**What to do**
Give every line below again, exactly.

**Referring expression data**

--------------------------------

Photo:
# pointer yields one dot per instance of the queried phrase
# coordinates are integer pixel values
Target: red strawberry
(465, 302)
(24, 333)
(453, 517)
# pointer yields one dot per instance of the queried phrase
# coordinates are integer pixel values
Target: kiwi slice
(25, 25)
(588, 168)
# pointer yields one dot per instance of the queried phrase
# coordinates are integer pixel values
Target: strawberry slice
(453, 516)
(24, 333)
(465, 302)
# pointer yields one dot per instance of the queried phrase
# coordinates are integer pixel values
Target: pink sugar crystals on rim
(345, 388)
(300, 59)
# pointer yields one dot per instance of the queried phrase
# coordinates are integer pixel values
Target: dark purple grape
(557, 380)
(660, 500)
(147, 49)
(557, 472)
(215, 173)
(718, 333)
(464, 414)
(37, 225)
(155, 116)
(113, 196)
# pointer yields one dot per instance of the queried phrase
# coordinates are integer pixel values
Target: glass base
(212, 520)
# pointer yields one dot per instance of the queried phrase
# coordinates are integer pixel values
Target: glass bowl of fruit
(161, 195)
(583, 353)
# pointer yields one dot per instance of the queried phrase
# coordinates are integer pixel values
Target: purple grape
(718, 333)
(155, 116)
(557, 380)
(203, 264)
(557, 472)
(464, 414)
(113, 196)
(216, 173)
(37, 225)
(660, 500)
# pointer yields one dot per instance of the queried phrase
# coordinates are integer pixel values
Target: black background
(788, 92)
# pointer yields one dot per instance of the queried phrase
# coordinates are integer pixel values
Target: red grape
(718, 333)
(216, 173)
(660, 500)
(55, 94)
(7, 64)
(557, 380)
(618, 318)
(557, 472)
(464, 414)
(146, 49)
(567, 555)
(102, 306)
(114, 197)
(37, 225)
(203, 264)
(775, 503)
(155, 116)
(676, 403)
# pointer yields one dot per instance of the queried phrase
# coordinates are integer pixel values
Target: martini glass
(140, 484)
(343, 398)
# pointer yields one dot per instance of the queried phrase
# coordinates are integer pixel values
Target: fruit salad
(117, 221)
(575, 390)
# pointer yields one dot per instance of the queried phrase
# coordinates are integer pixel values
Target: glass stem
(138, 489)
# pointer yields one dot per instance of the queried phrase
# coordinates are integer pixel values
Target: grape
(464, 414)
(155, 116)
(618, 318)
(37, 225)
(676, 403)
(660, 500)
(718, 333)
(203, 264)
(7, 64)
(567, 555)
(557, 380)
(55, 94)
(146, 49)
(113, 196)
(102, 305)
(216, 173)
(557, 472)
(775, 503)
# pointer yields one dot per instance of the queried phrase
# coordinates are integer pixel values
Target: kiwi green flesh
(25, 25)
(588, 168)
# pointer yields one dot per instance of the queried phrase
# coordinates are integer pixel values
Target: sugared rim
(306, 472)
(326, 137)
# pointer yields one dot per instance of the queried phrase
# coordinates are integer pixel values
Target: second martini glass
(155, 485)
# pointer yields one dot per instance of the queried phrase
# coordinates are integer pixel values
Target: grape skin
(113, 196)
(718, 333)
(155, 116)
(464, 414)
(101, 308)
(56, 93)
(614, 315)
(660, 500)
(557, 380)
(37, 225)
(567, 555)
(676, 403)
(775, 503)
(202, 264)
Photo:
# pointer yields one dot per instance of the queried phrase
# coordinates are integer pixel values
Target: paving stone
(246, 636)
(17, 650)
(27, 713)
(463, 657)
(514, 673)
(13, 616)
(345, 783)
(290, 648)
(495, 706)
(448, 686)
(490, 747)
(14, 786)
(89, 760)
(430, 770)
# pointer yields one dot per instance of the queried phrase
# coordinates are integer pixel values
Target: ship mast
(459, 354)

--------------------------------

**Problem solution**
Photo:
# pointer yields one dot per instance of the queried phrase
# coordinates are integer pixel values
Target: red strawberry
(465, 302)
(24, 333)
(453, 517)
# pointer yields one dot per instance of the queried phrase
# coordinates are integer pixel values
Target: kiwi slice
(25, 25)
(588, 168)
# pointer yields one dot per instance of the queried phrase
# coordinates are integer pixel values
Target: strawberry slice
(453, 516)
(24, 333)
(465, 302)
# pointer yields one dot per instance of the queried phrase
# coordinates are integer pixel values
Target: pink sugar crystals on rim
(345, 388)
(300, 59)
# pointer yields one dot per instance of the queried phrase
# coordinates are integer pixel values
Target: dark purple grape
(557, 380)
(660, 500)
(147, 49)
(557, 472)
(215, 173)
(718, 333)
(464, 414)
(37, 225)
(155, 116)
(113, 196)
# pointer yields one dot per instance of the queried phrase
# coordinates are integer pixel values
Target: glass base
(212, 520)
# pointer yields one dot per instance of the queried phrase
# coordinates are integer pixel values
Target: glass bowl of fruit
(161, 195)
(583, 353)
# pointer yields one dot per instance of the queried phrase
# coordinates are integer pixel values
Target: purple grape
(718, 333)
(155, 116)
(557, 380)
(203, 264)
(557, 472)
(464, 414)
(113, 196)
(216, 173)
(37, 225)
(660, 500)
# pointer yields one dot per instance of the queried phrase
# coordinates are integer pixel values
Target: black background
(788, 92)
# pointer yields one dot per instance of the queried phrase
# coordinates are integer pixel values
Target: red grape
(718, 333)
(216, 173)
(660, 500)
(55, 94)
(7, 64)
(557, 380)
(618, 318)
(557, 472)
(464, 414)
(146, 49)
(567, 555)
(102, 306)
(114, 197)
(37, 225)
(203, 264)
(775, 503)
(155, 116)
(676, 403)
# pointer yields one dot per instance of the queried phrase
# coordinates are integer pixel values
Target: martini glass
(140, 484)
(343, 398)
# pointer yields one dot per instance of the queried phrase
# coordinates are integer pixel values
Target: fruit salad
(117, 221)
(575, 390)
# pointer yields one dot per instance of the queried phrase
# coordinates are integer pixel values
Target: glass stem
(138, 489)
# pointer yields one dot per instance of the queried phrase
# coordinates are integer pixel values
Target: grape
(464, 414)
(155, 116)
(618, 318)
(37, 225)
(676, 403)
(660, 500)
(718, 333)
(203, 264)
(7, 64)
(567, 555)
(557, 380)
(55, 94)
(146, 49)
(113, 196)
(102, 305)
(216, 173)
(557, 472)
(775, 503)
# pointer yields one dot per instance of the queried phrase
# coordinates are integer pixel values
Target: kiwi green flesh
(25, 25)
(588, 168)
# pointer yields one dot per instance of the queried phrase
# coordinates are integer pixel values
Target: sugared rim
(306, 472)
(326, 137)
# pointer yields one dot per instance of the queried phrase
# coordinates are integer pixel values
Target: second martini glass
(155, 485)
# pointer yields one dot per instance of the queried phrase
# coordinates are integer pixel values
Target: grape skin
(113, 196)
(718, 333)
(155, 116)
(464, 414)
(101, 308)
(56, 93)
(614, 315)
(660, 500)
(557, 380)
(37, 225)
(567, 555)
(676, 403)
(775, 503)
(202, 264)
Photo:
# pointer yields one dot per instance of the queried phrase
# coordinates are integer pixel values
Target: paving stone
(246, 636)
(17, 650)
(27, 713)
(463, 657)
(514, 673)
(13, 616)
(345, 783)
(290, 648)
(495, 706)
(448, 686)
(490, 747)
(14, 786)
(89, 760)
(430, 770)
# pointer yields one dot per instance of the queried phrase
# coordinates are integer pixel values
Target: ship mast
(459, 354)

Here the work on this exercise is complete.